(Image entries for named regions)
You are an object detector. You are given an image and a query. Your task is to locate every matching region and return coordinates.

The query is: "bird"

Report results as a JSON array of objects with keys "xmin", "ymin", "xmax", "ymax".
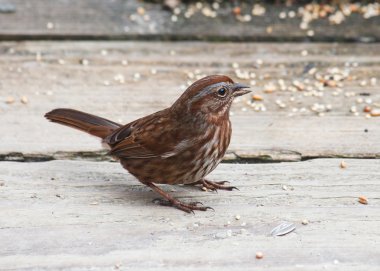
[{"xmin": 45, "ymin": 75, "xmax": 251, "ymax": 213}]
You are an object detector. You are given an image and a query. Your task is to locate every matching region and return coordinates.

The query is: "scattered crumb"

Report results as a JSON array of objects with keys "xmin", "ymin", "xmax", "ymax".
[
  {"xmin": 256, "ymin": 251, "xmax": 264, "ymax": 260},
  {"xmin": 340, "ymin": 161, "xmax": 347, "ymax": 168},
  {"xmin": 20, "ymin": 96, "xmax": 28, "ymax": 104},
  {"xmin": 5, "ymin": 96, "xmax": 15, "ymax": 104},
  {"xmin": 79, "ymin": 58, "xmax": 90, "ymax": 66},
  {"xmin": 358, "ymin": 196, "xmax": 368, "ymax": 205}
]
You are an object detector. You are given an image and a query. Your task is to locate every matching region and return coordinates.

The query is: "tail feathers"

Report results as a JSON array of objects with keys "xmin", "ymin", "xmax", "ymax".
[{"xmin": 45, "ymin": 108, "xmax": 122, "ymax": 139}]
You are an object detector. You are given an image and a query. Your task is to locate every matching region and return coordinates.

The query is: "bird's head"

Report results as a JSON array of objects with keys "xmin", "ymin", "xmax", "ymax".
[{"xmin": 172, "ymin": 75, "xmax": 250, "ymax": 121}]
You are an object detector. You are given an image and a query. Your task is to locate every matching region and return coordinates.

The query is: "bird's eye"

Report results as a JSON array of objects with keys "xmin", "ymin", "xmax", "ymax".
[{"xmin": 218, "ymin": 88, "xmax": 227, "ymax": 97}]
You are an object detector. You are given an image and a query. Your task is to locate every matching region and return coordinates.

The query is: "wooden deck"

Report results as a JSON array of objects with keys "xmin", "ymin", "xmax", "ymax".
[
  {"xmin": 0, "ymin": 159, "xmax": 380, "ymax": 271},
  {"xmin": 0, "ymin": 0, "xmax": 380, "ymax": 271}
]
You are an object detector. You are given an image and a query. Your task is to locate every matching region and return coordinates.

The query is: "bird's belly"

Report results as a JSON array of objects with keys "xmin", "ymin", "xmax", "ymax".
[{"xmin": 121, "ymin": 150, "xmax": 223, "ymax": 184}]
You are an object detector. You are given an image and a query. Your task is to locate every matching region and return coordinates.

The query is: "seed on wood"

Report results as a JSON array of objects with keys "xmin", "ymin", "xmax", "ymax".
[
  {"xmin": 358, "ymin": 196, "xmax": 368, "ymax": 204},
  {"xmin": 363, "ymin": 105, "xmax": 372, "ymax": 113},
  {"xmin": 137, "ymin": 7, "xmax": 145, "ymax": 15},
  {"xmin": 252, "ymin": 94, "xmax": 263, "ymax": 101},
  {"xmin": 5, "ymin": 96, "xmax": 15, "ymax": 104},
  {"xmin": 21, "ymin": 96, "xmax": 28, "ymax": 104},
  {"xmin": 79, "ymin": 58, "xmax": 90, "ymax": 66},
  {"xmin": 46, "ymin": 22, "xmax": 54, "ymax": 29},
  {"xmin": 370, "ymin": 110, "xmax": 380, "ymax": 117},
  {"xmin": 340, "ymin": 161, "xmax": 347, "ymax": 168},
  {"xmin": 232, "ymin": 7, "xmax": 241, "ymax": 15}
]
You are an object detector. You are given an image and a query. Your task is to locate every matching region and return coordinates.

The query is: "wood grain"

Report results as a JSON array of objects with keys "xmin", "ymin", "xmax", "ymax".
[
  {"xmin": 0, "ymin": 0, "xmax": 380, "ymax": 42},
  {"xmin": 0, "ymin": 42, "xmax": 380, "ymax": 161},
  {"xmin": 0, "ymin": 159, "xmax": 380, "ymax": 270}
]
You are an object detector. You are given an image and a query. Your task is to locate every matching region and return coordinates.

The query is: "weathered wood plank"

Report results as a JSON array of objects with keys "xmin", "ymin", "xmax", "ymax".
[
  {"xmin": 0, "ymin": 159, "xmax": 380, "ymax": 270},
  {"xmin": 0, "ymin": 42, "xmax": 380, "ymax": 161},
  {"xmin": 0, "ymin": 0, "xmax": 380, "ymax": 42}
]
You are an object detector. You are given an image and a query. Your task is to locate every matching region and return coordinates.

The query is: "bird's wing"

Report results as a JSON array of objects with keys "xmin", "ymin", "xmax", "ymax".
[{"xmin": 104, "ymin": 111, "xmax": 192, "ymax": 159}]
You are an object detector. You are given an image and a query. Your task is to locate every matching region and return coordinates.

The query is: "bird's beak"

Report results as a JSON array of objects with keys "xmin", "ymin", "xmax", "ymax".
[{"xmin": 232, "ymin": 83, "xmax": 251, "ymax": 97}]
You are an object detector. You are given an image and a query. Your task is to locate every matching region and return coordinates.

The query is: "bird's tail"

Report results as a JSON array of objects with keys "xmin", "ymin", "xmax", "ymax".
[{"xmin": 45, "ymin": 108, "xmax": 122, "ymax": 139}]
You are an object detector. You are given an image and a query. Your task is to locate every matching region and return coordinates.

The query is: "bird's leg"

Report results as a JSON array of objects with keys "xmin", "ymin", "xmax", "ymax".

- _Work to do_
Work out how many lines of the records contain the string "tail". Give only the number.

- _Result below_
2